WHAT THE EXERCISE ASKS –
Begin with the line that has "The automated pipeline tagged boy". Give it and every line after it again, exactly, through the end of the entries below.

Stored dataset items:
-- Opening Marker --
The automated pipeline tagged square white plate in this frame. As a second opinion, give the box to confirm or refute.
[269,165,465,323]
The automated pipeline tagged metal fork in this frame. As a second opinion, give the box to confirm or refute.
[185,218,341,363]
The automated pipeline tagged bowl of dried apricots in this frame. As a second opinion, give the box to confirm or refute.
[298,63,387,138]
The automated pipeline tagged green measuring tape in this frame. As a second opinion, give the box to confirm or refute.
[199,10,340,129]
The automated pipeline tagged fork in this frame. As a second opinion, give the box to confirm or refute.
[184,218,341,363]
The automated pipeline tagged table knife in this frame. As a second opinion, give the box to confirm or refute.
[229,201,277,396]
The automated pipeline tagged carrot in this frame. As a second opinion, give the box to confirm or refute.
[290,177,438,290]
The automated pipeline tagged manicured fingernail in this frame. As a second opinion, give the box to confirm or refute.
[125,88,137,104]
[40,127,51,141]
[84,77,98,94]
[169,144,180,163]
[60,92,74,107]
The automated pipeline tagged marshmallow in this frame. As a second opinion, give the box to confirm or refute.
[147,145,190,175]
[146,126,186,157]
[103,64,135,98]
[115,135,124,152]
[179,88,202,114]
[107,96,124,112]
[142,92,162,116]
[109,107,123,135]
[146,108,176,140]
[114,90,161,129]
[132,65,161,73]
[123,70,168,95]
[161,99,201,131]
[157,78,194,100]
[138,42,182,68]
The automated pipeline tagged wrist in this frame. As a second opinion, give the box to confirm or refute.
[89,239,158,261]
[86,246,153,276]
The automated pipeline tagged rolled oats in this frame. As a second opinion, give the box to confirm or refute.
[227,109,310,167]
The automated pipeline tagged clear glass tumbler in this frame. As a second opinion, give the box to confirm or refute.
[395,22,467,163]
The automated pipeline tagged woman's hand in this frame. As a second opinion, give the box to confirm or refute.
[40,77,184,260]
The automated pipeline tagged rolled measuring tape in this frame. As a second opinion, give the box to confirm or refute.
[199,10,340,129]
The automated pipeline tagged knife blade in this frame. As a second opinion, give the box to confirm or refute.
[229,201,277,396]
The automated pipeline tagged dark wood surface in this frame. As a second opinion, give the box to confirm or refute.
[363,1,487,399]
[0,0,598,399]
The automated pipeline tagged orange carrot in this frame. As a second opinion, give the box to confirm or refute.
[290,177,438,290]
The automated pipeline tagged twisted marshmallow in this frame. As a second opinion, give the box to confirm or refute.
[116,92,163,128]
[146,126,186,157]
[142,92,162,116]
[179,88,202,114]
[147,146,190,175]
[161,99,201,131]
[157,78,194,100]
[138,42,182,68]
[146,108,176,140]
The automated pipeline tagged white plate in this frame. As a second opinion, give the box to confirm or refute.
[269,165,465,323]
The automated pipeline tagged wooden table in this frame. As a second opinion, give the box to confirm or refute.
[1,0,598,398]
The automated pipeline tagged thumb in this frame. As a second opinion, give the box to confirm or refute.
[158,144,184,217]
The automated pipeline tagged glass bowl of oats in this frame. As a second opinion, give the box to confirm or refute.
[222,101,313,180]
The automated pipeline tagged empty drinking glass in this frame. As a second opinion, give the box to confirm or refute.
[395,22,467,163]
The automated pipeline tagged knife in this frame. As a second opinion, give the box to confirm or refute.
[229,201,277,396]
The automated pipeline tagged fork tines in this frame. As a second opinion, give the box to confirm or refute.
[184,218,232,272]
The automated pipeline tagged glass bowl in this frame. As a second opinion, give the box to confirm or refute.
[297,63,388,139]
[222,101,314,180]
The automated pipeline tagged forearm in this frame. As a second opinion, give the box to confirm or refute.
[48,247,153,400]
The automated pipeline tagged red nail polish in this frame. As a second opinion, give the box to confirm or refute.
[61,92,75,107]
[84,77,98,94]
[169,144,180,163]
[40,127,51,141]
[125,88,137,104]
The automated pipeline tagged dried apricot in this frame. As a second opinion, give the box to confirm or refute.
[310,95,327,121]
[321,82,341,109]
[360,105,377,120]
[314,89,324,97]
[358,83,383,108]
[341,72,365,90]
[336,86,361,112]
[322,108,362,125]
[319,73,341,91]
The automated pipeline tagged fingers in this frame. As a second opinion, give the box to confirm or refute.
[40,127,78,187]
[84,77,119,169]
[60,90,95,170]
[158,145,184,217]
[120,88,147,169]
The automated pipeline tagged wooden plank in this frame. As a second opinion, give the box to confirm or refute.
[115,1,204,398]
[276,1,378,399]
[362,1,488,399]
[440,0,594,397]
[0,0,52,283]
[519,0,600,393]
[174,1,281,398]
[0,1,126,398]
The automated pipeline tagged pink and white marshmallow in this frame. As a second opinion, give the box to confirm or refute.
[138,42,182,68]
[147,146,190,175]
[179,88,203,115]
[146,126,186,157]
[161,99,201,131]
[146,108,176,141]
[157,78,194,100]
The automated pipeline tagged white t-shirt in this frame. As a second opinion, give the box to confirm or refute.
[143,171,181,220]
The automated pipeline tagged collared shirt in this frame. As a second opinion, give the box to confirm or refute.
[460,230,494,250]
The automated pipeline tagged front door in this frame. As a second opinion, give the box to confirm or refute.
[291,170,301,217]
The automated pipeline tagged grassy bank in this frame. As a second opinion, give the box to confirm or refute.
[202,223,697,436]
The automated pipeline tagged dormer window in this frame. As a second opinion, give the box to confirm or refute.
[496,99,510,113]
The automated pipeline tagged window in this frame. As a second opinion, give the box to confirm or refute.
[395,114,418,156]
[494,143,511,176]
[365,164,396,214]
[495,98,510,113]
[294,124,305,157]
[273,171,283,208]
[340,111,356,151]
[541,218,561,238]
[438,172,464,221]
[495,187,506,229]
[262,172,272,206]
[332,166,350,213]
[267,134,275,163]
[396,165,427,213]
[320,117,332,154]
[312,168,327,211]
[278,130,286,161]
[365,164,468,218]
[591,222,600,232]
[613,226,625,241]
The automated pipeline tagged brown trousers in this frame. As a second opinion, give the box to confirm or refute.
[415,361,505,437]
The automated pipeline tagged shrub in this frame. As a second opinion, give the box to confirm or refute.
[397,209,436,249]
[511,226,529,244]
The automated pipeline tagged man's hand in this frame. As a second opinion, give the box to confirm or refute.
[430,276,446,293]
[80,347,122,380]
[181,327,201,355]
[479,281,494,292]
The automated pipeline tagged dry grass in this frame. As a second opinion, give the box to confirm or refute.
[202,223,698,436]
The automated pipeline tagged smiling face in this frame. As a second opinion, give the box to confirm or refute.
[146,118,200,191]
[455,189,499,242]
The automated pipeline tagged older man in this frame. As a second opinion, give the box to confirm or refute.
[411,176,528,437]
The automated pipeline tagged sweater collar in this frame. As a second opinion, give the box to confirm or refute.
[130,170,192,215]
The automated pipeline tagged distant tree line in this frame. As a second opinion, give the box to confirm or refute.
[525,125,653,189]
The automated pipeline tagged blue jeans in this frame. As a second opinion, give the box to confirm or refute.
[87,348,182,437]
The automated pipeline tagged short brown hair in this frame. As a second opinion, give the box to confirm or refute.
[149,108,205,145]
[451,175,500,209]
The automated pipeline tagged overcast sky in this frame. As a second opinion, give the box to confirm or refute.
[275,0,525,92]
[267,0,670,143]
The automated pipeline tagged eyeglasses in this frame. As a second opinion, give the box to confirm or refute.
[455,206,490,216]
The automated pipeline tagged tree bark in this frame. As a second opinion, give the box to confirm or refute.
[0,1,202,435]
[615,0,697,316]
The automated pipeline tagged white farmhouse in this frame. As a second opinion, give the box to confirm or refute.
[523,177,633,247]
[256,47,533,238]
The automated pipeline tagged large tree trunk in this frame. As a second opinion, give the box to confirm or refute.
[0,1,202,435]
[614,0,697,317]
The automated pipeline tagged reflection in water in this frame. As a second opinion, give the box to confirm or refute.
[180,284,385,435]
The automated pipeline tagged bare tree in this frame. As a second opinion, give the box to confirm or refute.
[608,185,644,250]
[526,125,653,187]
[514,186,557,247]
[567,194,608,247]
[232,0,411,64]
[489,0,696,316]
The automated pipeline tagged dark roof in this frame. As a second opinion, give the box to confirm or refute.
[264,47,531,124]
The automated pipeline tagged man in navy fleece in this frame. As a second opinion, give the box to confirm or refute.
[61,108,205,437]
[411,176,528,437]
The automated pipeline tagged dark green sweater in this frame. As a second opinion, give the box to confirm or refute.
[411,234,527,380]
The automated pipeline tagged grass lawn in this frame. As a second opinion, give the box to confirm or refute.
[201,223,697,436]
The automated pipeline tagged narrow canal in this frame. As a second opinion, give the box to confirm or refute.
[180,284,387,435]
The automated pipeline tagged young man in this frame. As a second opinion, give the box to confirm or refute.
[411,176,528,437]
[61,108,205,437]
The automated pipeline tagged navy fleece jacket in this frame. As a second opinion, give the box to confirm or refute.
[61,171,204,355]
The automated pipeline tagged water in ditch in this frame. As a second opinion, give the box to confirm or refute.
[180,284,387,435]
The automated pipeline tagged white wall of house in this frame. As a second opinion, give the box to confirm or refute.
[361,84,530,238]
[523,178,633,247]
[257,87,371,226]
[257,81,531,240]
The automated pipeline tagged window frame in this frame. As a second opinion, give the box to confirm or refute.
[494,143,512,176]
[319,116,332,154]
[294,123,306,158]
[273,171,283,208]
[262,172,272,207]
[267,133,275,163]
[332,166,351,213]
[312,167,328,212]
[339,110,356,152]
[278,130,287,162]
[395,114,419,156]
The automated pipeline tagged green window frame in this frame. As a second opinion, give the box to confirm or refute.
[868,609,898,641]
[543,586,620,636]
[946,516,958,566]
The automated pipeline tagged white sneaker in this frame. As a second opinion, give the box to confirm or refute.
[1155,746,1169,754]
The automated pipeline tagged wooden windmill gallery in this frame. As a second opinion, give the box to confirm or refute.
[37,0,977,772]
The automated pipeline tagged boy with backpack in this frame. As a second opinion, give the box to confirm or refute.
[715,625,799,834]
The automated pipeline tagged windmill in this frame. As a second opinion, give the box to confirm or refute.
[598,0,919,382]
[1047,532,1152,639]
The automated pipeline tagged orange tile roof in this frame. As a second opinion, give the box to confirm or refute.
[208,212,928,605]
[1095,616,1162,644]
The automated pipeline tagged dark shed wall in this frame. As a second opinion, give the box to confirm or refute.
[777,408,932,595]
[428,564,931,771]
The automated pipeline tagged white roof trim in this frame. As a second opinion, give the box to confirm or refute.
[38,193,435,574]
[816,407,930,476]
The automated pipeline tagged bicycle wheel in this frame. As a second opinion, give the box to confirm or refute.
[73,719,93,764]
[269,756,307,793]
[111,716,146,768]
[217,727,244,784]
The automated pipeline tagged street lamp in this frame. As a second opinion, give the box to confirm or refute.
-- Closing Marker --
TASK RESULT –
The automated pipeline tagged boy with backpack in this frame. As a second opinion, give the box to confirm or refute.
[715,625,799,834]
The automated pipeline tagged windmill in this frame. As a second opinion, give the box to confirm or refute.
[598,0,919,382]
[1047,532,1152,639]
The automated pipeline tagged orange tile roof in this frame. As a second opinion, give the box to confirm or refute.
[208,212,928,605]
[1095,616,1162,644]
The automated pipeline tagged dark shed wall in this frame. As a second opinion, give the box to confirm or refute.
[777,408,932,595]
[428,564,931,771]
The automated pipeline tagged white roof trim in this frame. As a second opinion, give the box to confirm or refute.
[38,193,435,574]
[816,407,930,476]
The automated pipeline tagged bicycle wheel in this frame. As a second opinion, give the box to confirm or refute.
[73,719,93,764]
[269,756,307,793]
[111,716,146,768]
[217,727,244,784]
The automated pipeline tagged street lamp in this frame. As a second opinion, give the box to confirm or refute.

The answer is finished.